Stated task -> Omit all pictures. Copy the rest of the material exactly.

======== Supplied data

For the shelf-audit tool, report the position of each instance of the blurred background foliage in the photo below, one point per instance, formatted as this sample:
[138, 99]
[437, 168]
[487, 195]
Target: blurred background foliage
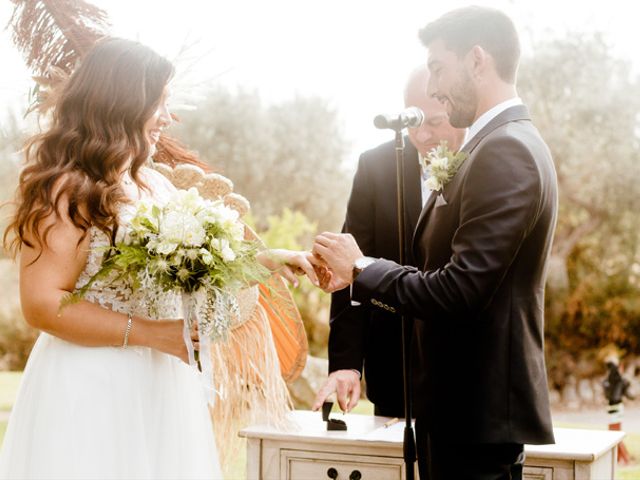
[290, 160]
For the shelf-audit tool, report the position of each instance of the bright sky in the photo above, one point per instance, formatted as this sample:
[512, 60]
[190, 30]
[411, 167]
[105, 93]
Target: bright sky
[354, 53]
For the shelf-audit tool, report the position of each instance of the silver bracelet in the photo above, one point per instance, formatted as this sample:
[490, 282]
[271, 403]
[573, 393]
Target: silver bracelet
[127, 331]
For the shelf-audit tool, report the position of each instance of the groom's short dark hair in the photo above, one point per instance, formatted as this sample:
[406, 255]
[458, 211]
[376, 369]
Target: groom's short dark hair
[463, 28]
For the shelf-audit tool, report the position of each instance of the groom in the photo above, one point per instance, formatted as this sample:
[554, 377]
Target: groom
[482, 242]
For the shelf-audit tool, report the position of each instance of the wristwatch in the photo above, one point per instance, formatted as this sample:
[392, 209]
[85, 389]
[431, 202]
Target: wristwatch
[360, 264]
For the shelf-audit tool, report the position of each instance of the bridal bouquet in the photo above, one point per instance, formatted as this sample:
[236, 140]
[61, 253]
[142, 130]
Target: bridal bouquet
[192, 246]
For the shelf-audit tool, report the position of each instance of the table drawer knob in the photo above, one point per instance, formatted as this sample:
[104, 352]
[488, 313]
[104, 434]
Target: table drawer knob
[332, 473]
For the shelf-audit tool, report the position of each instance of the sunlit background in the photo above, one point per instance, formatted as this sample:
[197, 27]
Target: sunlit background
[355, 53]
[280, 96]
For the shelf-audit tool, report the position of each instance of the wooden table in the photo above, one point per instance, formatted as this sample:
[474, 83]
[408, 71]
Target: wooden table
[367, 450]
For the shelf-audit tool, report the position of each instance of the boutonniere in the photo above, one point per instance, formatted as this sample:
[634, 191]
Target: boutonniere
[441, 164]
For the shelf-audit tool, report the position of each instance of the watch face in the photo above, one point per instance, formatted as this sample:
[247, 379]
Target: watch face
[363, 262]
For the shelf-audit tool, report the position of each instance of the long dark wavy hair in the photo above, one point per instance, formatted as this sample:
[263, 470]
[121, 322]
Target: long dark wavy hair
[97, 130]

================

Solution to this task ->
For the shelf-audit tool, report the position of each instance of the blurred background foliage in the photo below, one point per instance, formatted as this sample:
[138, 99]
[437, 168]
[487, 195]
Target: blurred background foliage
[290, 160]
For the shelf-audit tool, report the position of each instance of the bright sky in the photo above, one point per instance, formatted as this sample:
[512, 60]
[190, 30]
[411, 167]
[105, 93]
Target: bright sky
[354, 53]
For the shelf-audit tool, report the position of each instance of the silver bracelet in the photo above, one point per instance, formatted as this sample:
[490, 282]
[271, 403]
[573, 393]
Target: silver bracelet
[127, 331]
For the shelf-audit tool, report the position of each instance of the groom's short dark hair in the photo above, one point per instance, formatted as this sample:
[406, 255]
[458, 211]
[376, 369]
Target: groom's short dark hair
[463, 28]
For the shelf-audit tool, report the position of each instance of the groom in the photo above, one point per instance, formatted as this sample:
[554, 377]
Target: groom
[482, 242]
For the shelf-audit tool, report the position of each instance of the wristwatch in the photo above, one point per instance, formatted as this sample:
[392, 209]
[85, 389]
[431, 202]
Target: wristwatch
[360, 264]
For the shelf-audit tool, report the position of each instance of the bridal bouquet in the photo above, one point per instance, formatted as this sample:
[236, 140]
[61, 253]
[142, 130]
Target: bridal bouquet
[192, 246]
For the shelf-audit tool, report the position of each instance of the table drawer knob in the photo above, one point per instance, formatted as this sample:
[104, 352]
[488, 313]
[104, 434]
Target: table drawer knob
[332, 473]
For the shelf-audit tool, report the position of each instance of the sunlit background in the photo above, one point per instance, formatted as this sample:
[197, 27]
Target: sunlit background
[355, 53]
[280, 96]
For the shelf-audit tool, report the position of each instance of the wooden table in the photo above, one point per instance, formatted as this sample:
[474, 83]
[408, 71]
Target: wooden table
[367, 450]
For the shelf-audit tool, report the position of each instance of the boutonniere in the photo above, one point per instance, formatted as this sample:
[634, 191]
Target: boutonniere
[441, 164]
For the shelf-audit tool, report the position of each instance of the watch face in the photo above, one point per instance, formatted as this sample:
[247, 379]
Target: watch face
[363, 262]
For the shelf-audit tool, report the position of each instance of the long dark wavy hair in the photo above, one point per instance, formatted as this sample:
[263, 470]
[121, 322]
Target: long dark wavy hair
[97, 130]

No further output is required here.